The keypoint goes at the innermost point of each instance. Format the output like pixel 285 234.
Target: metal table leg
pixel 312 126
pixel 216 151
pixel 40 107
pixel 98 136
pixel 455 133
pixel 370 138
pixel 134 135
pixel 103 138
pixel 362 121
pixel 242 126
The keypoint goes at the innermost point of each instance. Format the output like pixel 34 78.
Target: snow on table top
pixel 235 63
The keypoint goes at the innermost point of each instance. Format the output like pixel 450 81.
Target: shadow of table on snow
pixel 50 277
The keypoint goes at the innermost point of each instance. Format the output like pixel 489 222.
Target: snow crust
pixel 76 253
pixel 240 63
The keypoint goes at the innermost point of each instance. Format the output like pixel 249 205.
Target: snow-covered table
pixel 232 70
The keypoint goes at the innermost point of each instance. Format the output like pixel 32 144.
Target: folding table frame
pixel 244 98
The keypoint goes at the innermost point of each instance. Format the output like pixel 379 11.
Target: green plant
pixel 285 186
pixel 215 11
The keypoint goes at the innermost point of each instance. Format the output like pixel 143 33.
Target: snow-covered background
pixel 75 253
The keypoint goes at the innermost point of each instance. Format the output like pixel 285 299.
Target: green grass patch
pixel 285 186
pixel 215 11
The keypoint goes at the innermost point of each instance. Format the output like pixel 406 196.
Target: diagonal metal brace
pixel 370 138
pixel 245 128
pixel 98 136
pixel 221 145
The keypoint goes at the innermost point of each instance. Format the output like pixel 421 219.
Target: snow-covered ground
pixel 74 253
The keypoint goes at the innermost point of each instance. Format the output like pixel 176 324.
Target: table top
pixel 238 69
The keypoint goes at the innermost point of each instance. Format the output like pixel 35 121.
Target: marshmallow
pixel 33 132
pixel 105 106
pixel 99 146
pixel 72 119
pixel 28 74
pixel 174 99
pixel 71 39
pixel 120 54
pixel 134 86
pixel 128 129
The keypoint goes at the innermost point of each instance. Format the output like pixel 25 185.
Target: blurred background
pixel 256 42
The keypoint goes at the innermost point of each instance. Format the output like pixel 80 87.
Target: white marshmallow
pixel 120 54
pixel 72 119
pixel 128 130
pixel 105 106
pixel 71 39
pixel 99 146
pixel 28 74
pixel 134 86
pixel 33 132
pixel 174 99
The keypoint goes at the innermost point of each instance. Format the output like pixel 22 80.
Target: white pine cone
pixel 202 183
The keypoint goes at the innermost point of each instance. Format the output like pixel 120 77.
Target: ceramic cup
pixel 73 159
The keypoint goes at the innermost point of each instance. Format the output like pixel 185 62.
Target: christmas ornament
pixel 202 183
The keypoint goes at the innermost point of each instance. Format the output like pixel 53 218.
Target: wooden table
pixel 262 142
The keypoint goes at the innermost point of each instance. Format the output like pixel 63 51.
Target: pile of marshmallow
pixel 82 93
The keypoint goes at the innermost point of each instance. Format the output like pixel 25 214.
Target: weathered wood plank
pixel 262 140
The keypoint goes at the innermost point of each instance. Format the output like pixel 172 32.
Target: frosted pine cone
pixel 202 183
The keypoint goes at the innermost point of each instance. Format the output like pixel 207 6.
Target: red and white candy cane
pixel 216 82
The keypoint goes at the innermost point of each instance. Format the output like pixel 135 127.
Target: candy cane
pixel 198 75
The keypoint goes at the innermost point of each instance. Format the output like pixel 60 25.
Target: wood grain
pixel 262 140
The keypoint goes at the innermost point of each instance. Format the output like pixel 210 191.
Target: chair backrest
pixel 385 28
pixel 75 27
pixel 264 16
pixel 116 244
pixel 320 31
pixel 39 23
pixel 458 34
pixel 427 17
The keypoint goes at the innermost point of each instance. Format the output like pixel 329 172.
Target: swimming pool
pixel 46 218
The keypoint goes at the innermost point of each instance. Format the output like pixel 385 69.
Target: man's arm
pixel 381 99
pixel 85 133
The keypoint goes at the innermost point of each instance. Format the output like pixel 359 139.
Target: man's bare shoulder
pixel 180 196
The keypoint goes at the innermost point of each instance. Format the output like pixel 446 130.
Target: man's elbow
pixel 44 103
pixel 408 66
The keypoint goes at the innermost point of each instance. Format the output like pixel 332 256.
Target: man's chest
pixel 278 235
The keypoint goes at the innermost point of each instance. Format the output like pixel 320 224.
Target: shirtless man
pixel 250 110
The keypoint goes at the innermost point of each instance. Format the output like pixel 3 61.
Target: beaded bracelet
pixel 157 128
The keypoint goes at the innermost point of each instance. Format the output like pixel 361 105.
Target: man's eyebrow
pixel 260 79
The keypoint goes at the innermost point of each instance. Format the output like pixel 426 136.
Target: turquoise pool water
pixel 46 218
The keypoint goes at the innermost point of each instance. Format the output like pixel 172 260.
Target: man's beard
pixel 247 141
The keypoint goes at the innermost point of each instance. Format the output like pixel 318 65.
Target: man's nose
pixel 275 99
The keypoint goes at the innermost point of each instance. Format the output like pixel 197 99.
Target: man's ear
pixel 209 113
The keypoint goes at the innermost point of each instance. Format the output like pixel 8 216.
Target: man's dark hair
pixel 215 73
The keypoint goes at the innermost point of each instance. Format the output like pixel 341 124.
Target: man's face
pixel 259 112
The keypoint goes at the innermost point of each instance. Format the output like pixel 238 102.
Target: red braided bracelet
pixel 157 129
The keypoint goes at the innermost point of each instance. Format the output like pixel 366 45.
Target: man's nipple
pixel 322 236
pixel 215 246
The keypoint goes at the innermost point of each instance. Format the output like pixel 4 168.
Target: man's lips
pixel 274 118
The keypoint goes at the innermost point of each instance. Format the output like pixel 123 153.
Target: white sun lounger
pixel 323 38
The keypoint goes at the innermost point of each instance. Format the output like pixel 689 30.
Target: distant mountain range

* [Exercise details]: Return, exactly as they appear above, the lines from the one containing "pixel 385 69." through the one containing "pixel 215 73", inclusive.

* [Answer for the task]:
The keypoint goes at the innermost point of each instance. Format the output like pixel 385 69.
Target: man's arm
pixel 381 99
pixel 85 133
The keypoint goes at the innermost point of each instance. Format the output like pixel 359 139.
Target: man's bare shoulder
pixel 180 196
The keypoint goes at the innermost point of each instance. Format the output like pixel 446 130.
Target: man's elbow
pixel 44 103
pixel 408 66
The keypoint goes at the innermost point of each instance. Format the output like pixel 332 256.
Target: man's chest
pixel 278 235
The keypoint goes at the innermost point of each instance. Format the output like pixel 320 224.
Target: shirtless man
pixel 250 110
The keypoint goes at the innermost point of each instance. Format the output like pixel 3 61.
Target: beaded bracelet
pixel 157 128
The keypoint goes at the innermost point of each instance. Format the output like pixel 361 105.
Target: man's eyebrow
pixel 260 79
The keypoint goes at the innermost point of each instance. Format the output like pixel 426 136.
Target: turquoise pool water
pixel 46 218
The keypoint goes at the innermost point of each instance. Format the output like pixel 172 260.
Target: man's beard
pixel 247 141
The keypoint goes at the innermost point of each instance. Format the output like pixel 318 65.
Target: man's nose
pixel 275 99
The keypoint goes at the innermost point of each instance. Format the output like pixel 197 99.
Target: man's ear
pixel 209 113
The keypoint goes at the innermost point of each instance. Format the output like pixel 8 216.
Target: man's dark hair
pixel 215 73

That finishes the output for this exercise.